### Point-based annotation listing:
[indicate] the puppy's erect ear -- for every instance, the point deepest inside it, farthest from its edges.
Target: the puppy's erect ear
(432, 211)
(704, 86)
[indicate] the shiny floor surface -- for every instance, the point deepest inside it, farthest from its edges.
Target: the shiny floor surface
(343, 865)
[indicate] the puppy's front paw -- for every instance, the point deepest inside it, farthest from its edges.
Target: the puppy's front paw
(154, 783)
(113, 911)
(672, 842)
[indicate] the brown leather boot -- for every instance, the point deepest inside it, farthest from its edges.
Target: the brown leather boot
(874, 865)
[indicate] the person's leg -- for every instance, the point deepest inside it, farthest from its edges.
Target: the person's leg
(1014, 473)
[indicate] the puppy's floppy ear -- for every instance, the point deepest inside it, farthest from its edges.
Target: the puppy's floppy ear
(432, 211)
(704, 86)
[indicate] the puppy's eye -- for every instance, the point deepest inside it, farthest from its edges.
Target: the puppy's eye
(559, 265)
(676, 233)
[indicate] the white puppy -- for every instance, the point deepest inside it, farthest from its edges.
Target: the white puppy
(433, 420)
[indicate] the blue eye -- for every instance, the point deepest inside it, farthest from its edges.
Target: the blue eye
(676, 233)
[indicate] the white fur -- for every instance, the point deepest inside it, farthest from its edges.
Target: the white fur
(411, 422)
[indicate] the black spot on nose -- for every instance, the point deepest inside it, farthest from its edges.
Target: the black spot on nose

### Problem details:
Write out the stretch of the listing from the line that contains "[indicate] the blue" through the end, swapping "white fur" for "fluffy coat" and keeping everything else unchanged.

### Result of this exercise:
[indicate] the blue eye -- for every instance, the point deepest inside it, farthest from its edges.
Target: the blue eye
(676, 233)
[indicate] the fluffy coat -- for every instance, the point deepest inside it, farthest from its edges.
Target: the fluffy coat
(411, 422)
[indicate] the black spot on nose -- for every instance, the point deepest inside it, farthest from its edges.
Target: the black spot on nose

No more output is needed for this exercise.